[Extracted material]
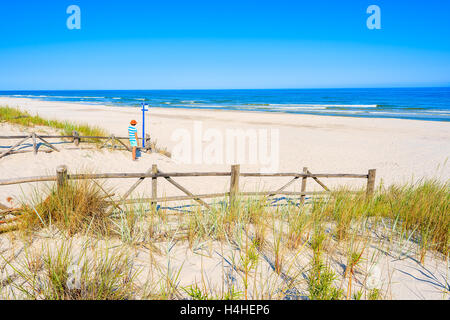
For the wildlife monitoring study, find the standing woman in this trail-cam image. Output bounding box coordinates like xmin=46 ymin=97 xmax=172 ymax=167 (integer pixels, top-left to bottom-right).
xmin=128 ymin=120 xmax=139 ymax=160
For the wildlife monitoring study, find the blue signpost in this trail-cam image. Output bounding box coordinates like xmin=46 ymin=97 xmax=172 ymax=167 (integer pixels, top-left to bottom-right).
xmin=141 ymin=103 xmax=149 ymax=148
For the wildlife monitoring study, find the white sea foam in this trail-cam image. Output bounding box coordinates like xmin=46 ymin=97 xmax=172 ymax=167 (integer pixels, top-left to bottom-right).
xmin=268 ymin=106 xmax=327 ymax=111
xmin=177 ymin=104 xmax=224 ymax=109
xmin=423 ymin=110 xmax=450 ymax=114
xmin=14 ymin=95 xmax=106 ymax=100
xmin=267 ymin=104 xmax=378 ymax=108
xmin=180 ymin=100 xmax=199 ymax=104
xmin=368 ymin=111 xmax=424 ymax=116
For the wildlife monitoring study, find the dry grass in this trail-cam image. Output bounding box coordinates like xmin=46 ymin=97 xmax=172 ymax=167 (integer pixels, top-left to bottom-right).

[Task instructions]
Skip the pictures, then write out every entry exactly.

[Solution below]
For the wildlife monitoring study, find the standing woman in this trail-cam image. Output bounding box coordinates like xmin=46 ymin=97 xmax=172 ymax=167 (integer pixels, top-left to bottom-right).
xmin=128 ymin=120 xmax=139 ymax=160
For the wildlife monitoring study, find the blue signpost in this trail-cam image. Output bounding box coordinates like xmin=46 ymin=97 xmax=172 ymax=167 (integer pixels, top-left to bottom-right).
xmin=141 ymin=103 xmax=149 ymax=148
For the wildlife monitoring study, find the white sea foam in this trail-cam image. Output bounding box coordinates like xmin=46 ymin=97 xmax=172 ymax=167 (integer pixels, top-left to bottom-right).
xmin=268 ymin=106 xmax=327 ymax=111
xmin=177 ymin=104 xmax=224 ymax=109
xmin=423 ymin=110 xmax=450 ymax=114
xmin=14 ymin=95 xmax=106 ymax=100
xmin=267 ymin=104 xmax=378 ymax=108
xmin=180 ymin=100 xmax=199 ymax=104
xmin=368 ymin=111 xmax=424 ymax=116
For the wildlife monitoring study, find the dry grass in this trail-cam image. Output bounding box coordinates like xmin=46 ymin=97 xmax=172 ymax=167 (integer pixels, top-left to bottom-right).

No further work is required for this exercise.